> [REQUIREMENTS]
Pull together every line of the material that contains the word "cube", copying each one in full.

> [PROVIDED INFORMATION]

* * * * * * *

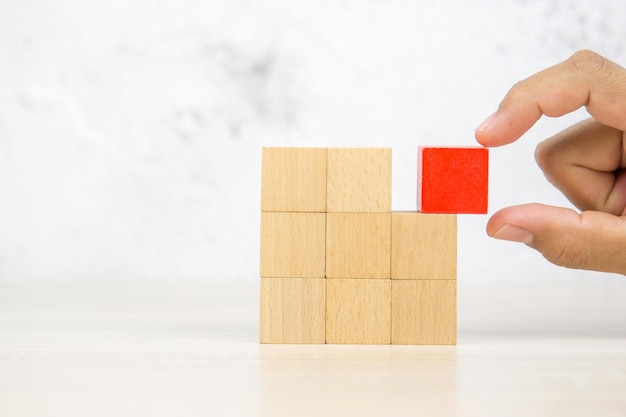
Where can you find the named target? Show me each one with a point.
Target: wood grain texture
(293, 245)
(293, 310)
(423, 246)
(358, 311)
(359, 180)
(293, 179)
(358, 245)
(423, 312)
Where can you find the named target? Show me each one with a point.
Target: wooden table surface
(191, 349)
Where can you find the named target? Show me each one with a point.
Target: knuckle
(571, 254)
(586, 61)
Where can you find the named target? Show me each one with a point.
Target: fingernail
(514, 234)
(486, 123)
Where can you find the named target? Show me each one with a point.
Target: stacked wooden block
(338, 266)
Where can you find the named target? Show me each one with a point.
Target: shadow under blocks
(339, 266)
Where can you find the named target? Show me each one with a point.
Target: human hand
(587, 162)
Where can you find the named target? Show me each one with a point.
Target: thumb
(590, 240)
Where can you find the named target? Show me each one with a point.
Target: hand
(587, 162)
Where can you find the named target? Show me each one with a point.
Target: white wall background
(130, 130)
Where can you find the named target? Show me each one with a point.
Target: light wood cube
(358, 311)
(423, 246)
(293, 245)
(359, 180)
(358, 245)
(423, 312)
(293, 179)
(293, 310)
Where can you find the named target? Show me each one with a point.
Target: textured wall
(130, 131)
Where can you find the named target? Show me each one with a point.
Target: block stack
(338, 266)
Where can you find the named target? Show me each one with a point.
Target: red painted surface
(452, 180)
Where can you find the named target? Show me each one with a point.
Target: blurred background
(131, 131)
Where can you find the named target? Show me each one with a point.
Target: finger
(590, 240)
(586, 163)
(585, 79)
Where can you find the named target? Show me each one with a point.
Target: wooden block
(358, 311)
(358, 245)
(359, 180)
(293, 310)
(293, 179)
(423, 312)
(293, 245)
(453, 180)
(423, 246)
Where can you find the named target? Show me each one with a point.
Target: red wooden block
(452, 180)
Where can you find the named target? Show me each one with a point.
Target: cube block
(293, 310)
(293, 245)
(359, 180)
(423, 246)
(453, 180)
(358, 245)
(293, 179)
(423, 312)
(358, 311)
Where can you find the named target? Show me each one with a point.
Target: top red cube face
(452, 180)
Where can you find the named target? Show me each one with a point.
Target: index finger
(584, 79)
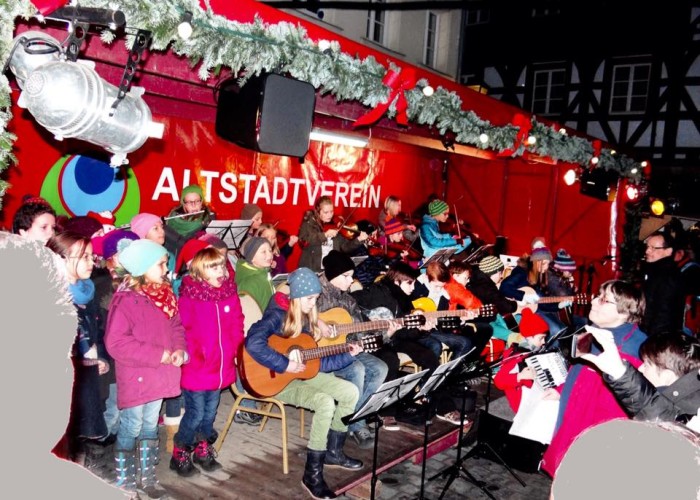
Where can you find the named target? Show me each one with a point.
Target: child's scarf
(82, 291)
(161, 294)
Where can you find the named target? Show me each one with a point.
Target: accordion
(550, 369)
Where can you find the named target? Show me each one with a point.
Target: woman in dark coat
(667, 385)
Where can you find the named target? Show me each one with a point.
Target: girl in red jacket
(213, 320)
(511, 379)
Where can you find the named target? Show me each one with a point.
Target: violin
(407, 220)
(394, 250)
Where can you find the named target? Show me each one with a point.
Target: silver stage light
(71, 100)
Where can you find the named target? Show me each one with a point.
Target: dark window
(630, 88)
(549, 91)
(375, 24)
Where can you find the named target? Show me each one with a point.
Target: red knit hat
(392, 226)
(531, 324)
(188, 251)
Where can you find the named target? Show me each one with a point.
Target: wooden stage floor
(252, 460)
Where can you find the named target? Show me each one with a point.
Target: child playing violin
(392, 209)
(432, 239)
(318, 235)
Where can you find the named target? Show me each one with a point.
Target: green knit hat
(193, 188)
(437, 207)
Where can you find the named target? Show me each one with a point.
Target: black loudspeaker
(599, 183)
(270, 113)
(500, 245)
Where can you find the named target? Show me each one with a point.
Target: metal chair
(252, 313)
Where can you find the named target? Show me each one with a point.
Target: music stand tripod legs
(479, 450)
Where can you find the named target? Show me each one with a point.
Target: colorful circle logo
(77, 184)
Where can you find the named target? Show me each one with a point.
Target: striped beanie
(302, 283)
(437, 207)
(490, 265)
(564, 262)
(392, 226)
(540, 251)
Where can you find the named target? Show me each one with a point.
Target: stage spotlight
(70, 100)
(632, 192)
(657, 207)
(570, 177)
(599, 183)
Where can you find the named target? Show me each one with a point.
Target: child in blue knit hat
(330, 398)
(147, 341)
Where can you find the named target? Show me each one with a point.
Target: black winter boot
(313, 476)
(125, 470)
(148, 451)
(181, 462)
(335, 456)
(99, 458)
(205, 456)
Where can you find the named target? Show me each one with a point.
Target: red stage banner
(75, 176)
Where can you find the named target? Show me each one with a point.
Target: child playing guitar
(330, 398)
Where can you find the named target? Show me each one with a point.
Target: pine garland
(285, 47)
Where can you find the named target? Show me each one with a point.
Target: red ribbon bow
(398, 82)
(524, 125)
(46, 7)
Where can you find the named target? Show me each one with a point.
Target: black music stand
(480, 450)
(232, 232)
(436, 379)
(443, 255)
(386, 395)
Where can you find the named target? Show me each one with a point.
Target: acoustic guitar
(264, 382)
(343, 323)
(449, 319)
(580, 298)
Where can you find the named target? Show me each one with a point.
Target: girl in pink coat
(146, 339)
(213, 320)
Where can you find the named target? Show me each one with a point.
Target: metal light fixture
(337, 138)
(70, 99)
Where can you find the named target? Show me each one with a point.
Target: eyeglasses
(603, 300)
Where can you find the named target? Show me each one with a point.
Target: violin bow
(459, 230)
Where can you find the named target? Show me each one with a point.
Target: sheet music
(536, 417)
(231, 231)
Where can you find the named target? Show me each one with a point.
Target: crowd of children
(160, 324)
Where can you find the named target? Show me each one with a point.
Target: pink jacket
(213, 322)
(137, 334)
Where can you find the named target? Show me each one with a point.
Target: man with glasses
(662, 286)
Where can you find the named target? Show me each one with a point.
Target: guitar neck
(482, 311)
(366, 326)
(550, 300)
(322, 352)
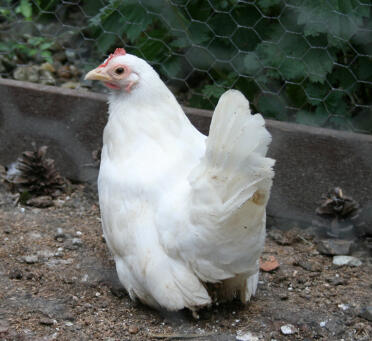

* * * * * * *

> [TASK OUTPUT]
Target: light wood cube
Target: cube block
Target: top red cube face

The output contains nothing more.